=== Dataset records ===

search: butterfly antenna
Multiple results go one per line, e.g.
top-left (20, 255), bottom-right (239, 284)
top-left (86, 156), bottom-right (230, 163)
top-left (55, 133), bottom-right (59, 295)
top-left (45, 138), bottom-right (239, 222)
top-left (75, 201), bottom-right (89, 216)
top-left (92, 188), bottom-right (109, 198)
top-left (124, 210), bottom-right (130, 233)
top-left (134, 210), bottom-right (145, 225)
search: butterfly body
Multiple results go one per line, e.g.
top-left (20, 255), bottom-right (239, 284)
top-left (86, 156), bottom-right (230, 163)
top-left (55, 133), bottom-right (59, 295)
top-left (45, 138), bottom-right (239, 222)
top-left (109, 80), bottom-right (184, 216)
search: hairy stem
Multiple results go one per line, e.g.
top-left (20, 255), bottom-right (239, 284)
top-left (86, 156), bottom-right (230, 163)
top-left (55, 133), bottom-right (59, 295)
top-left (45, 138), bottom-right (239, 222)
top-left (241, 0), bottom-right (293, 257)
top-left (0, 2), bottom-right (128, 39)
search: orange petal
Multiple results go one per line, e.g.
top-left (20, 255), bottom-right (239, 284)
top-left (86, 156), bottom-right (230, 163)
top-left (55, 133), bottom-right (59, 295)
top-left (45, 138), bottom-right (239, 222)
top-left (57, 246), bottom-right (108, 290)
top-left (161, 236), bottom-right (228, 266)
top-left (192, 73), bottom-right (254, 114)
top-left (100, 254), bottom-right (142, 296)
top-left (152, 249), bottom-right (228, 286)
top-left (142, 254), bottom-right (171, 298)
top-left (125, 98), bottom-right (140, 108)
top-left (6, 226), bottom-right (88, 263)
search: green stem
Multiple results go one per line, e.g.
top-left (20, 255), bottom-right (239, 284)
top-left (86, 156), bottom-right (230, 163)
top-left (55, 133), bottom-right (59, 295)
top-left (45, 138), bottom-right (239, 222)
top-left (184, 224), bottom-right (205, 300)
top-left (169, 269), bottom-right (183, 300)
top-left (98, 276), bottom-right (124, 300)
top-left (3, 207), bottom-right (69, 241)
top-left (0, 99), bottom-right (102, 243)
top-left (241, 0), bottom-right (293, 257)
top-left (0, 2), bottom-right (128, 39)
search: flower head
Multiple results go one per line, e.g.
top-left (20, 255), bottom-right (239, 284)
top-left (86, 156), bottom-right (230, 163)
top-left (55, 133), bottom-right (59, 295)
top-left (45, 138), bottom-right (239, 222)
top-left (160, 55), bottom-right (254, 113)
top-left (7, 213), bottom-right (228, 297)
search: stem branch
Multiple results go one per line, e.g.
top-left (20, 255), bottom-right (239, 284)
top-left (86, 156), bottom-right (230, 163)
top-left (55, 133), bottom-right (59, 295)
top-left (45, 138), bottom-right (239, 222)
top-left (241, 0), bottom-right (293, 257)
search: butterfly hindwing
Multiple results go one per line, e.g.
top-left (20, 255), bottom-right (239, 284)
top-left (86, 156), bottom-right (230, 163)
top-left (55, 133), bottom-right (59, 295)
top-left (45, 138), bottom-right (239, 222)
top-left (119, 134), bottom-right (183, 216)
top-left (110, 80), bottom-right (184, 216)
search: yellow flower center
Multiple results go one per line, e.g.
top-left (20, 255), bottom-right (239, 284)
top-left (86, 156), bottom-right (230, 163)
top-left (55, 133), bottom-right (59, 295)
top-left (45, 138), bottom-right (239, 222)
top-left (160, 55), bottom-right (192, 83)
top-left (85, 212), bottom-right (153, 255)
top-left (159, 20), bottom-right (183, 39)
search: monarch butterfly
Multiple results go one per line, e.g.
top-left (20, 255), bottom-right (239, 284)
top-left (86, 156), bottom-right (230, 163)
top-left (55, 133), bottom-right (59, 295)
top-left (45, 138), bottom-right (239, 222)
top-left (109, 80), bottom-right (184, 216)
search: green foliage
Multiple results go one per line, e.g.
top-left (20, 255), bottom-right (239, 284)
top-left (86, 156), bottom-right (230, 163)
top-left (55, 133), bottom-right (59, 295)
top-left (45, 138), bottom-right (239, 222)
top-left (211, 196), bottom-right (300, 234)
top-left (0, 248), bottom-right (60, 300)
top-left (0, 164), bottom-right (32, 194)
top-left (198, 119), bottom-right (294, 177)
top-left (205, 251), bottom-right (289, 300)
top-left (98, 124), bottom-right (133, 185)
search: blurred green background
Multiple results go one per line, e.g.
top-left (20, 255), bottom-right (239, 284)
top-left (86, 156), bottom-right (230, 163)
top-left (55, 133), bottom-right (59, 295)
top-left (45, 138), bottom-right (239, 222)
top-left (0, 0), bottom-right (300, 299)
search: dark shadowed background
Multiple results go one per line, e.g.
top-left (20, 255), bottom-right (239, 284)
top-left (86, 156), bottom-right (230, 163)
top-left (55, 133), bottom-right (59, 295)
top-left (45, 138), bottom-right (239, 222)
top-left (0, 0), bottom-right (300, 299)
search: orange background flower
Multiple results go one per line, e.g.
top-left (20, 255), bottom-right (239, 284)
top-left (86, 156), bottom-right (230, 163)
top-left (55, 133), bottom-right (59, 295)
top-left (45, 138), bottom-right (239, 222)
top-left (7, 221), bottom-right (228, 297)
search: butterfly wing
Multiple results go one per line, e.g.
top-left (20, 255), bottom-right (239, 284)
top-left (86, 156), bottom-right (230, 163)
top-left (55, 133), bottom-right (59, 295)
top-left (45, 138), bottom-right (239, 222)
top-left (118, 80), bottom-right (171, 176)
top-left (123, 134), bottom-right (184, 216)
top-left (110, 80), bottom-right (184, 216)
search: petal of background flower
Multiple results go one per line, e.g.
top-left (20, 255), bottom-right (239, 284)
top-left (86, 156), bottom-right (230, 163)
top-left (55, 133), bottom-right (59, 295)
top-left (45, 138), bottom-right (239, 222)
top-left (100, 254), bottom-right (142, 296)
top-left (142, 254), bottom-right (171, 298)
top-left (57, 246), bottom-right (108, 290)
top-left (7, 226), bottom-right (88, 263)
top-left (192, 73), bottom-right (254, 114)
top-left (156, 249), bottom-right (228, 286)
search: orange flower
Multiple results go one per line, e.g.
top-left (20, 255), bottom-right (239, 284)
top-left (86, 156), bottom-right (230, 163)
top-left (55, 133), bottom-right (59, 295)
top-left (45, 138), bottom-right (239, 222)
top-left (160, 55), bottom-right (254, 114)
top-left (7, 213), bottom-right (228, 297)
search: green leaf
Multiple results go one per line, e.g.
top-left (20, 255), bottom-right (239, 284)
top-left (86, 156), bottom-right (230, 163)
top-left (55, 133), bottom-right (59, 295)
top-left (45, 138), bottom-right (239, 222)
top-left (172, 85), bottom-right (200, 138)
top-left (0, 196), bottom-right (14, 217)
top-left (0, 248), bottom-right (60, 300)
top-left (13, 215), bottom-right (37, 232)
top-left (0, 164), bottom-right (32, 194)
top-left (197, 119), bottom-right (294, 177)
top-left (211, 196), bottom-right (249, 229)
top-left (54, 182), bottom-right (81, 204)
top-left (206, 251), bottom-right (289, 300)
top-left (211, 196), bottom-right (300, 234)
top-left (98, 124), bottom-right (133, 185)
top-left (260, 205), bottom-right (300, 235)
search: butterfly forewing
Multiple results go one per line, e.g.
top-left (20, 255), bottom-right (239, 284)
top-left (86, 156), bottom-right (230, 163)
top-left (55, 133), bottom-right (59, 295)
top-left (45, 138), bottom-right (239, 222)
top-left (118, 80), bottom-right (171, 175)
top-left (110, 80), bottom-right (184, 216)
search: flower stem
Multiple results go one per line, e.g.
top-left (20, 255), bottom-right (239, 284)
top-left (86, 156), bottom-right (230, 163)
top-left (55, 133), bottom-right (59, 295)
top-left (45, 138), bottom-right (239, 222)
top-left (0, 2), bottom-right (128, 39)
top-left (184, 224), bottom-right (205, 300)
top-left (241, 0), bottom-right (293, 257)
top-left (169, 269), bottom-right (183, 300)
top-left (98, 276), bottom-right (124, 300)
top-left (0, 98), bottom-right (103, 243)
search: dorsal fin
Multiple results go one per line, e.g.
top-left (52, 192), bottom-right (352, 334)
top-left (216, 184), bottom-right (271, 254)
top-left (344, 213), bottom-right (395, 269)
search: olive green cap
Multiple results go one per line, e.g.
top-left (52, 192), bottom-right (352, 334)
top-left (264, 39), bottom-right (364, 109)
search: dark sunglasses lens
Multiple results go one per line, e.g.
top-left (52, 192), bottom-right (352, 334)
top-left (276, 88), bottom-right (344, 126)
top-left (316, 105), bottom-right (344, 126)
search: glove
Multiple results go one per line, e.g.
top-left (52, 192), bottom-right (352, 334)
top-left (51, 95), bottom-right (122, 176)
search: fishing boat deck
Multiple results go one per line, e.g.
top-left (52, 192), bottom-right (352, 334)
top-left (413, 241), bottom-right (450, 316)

===

§ **Your objective**
Copy the records word for word, starting with the line that contains "search: glove" and running through the last line of the records, both ends included.

§ **Solution to the problem**
search: glove
Multiple results go one per line, e.g.
top-left (52, 192), bottom-right (352, 334)
top-left (51, 95), bottom-right (122, 176)
search: fishing boat deck
Multiple results go one per line, e.g.
top-left (52, 192), bottom-right (352, 334)
top-left (413, 241), bottom-right (450, 316)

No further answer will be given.